begin Material supplied

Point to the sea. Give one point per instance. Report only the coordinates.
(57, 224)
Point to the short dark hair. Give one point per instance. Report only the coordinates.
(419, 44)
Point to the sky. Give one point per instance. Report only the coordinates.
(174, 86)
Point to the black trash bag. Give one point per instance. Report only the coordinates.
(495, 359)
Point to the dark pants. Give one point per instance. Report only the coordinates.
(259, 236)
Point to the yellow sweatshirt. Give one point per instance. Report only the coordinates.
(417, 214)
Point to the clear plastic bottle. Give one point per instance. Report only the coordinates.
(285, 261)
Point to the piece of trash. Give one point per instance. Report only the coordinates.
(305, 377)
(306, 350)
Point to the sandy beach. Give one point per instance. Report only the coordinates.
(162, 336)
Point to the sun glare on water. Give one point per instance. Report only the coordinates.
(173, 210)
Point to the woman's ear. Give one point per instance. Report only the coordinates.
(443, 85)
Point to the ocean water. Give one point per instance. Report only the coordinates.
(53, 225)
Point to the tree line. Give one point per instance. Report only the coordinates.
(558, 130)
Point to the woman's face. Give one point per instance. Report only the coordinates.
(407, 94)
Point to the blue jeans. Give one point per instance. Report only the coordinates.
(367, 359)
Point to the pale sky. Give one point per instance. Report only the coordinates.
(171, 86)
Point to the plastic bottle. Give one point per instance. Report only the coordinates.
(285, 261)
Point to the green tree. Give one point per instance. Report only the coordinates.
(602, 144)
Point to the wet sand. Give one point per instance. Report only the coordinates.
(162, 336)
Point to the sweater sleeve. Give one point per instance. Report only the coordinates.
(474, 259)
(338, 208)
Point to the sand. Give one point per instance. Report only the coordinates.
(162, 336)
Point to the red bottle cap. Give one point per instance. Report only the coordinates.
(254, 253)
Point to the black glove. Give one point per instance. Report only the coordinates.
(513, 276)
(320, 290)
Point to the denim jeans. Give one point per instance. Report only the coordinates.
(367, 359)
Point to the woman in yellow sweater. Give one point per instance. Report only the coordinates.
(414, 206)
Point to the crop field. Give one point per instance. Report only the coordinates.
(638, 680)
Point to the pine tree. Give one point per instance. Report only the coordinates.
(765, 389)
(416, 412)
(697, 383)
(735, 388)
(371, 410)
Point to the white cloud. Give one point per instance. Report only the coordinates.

end Material supplied

= Exercise requirements =
Format the lines above as a numbered list and omit any blank lines.

= The completed task =
1. Point to the sea. Give one point per instance. Report only the coordinates.
2. (57, 224)
3. Point to the short dark hair. Give one point per instance. Report only the coordinates.
4. (419, 44)
5. Point to the sky. Give one point per instance. Report only the coordinates.
6. (174, 86)
7. Point to the black trash bag. Give one point per instance. Report only the coordinates.
8. (495, 359)
9. Point to the dark pants. Give one point per instance. Report only the coordinates.
10. (259, 236)
11. Point to the yellow sweatshirt. Give one point per instance. Report only the coordinates.
12. (417, 214)
13. Point to the clear plastic bottle. Give one point per instance. Report only the coordinates.
14. (285, 261)
15. Point to the piece of trash. Give one point per instance. Report only the coordinates.
16. (305, 377)
17. (306, 350)
18. Point to the sandy beach. Give one point per instance. Report only the coordinates.
19. (162, 336)
20. Point to the sun glare on water. Give one point per instance. Report only the coordinates.
21. (173, 210)
22. Point to the woman's ear. Give one point per instance. Report only the coordinates.
23. (443, 85)
24. Point to the ocean water. Give one point per instance. Report only the coordinates.
25. (53, 225)
26. Point to the tree line. Give one point per instance. Report only the coordinates.
27. (558, 130)
28. Point to the woman's face. Give one point per instance. Report only the coordinates.
29. (407, 94)
30. Point to the blue jeans. Give one point per instance. Report only the coordinates.
31. (367, 359)
32. Point to the pale sky. Give one point per instance. Report only the coordinates.
33. (171, 86)
34. Point to the plastic bottle. Give one point per instance. Report only the coordinates.
35. (285, 261)
36. Point to the green tree. Give one point per instance. Report only the coordinates.
37. (602, 144)
38. Point to the wet sand. Give one point per instance. Report only the coordinates.
39. (162, 336)
40. Point to the sweater sleeve. Give one point per instance. Report only the coordinates.
41. (474, 259)
42. (338, 208)
43. Point to the sand. Give one point per instance. Report only the coordinates.
44. (162, 336)
45. Point to the red bottle cap. Give one point per instance. Report only the coordinates.
46. (254, 253)
47. Point to the black glove. Give one point per instance. Report only the coordinates.
48. (513, 276)
49. (320, 290)
50. Point to the denim jeans. Give one point per instance. Report only the coordinates.
51. (367, 359)
52. Point to the woman in yellow sweater. Give one point per instance. Report only the coordinates.
53. (414, 206)
54. Point to the crop field. Give one point per instance. Report only the coordinates.
55. (638, 680)
56. Point to the pine tree. Give one point per instance. Report only the coordinates.
57. (765, 389)
58. (416, 412)
59. (697, 383)
60. (735, 388)
61. (371, 410)
62. Point to the white cloud. Give one point per instance. Report only the coordinates.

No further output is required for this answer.